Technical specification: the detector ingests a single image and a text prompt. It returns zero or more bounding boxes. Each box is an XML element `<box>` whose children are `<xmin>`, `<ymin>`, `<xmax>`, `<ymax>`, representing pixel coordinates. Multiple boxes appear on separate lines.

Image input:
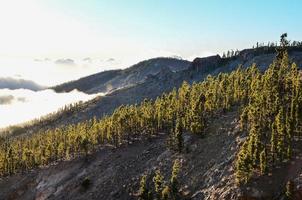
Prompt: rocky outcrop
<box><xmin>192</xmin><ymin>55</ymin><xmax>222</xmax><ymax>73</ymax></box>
---
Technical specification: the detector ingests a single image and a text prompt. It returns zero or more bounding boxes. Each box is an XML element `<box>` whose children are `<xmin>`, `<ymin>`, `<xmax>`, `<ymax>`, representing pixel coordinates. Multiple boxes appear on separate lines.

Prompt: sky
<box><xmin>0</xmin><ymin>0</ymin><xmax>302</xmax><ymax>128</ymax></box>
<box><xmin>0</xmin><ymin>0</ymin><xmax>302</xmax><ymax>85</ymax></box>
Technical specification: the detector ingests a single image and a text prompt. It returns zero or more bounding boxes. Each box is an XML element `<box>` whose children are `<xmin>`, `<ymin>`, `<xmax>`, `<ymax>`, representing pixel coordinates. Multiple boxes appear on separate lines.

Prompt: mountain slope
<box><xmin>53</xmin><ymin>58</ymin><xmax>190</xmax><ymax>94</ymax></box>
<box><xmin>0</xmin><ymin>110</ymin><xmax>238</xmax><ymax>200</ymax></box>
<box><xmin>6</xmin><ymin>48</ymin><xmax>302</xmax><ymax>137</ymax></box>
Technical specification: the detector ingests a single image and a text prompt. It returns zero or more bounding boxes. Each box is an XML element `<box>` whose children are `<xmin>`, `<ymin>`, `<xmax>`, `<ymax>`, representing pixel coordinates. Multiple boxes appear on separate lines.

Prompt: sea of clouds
---
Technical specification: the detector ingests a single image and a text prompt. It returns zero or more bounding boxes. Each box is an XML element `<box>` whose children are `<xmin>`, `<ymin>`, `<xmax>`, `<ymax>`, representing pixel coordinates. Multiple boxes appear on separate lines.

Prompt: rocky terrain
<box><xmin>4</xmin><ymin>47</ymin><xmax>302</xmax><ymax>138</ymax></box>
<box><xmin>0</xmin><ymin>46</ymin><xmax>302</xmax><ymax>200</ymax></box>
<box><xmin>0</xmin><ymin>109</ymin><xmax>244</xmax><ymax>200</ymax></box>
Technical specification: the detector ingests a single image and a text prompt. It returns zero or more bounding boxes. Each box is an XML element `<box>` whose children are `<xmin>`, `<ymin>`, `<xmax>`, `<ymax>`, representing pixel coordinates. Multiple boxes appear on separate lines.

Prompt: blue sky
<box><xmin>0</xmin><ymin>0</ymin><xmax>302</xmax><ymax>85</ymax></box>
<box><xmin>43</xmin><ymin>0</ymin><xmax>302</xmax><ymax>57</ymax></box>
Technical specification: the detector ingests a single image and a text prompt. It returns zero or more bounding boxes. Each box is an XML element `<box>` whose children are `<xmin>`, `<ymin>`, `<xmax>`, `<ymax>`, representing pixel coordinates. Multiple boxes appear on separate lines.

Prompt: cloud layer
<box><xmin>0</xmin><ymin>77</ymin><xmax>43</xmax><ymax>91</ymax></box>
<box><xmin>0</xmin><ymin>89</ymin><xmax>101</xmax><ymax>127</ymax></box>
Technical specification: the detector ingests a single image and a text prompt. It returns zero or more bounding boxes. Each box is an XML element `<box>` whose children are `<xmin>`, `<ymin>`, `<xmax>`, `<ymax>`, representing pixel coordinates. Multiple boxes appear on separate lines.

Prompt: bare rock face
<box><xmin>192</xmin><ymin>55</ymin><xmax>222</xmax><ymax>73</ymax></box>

• Exercise brief:
Report every line of the material above that contains the string "rocky".

• The completed task:
Prompt: rocky outcrop
Prompt: rocky terrain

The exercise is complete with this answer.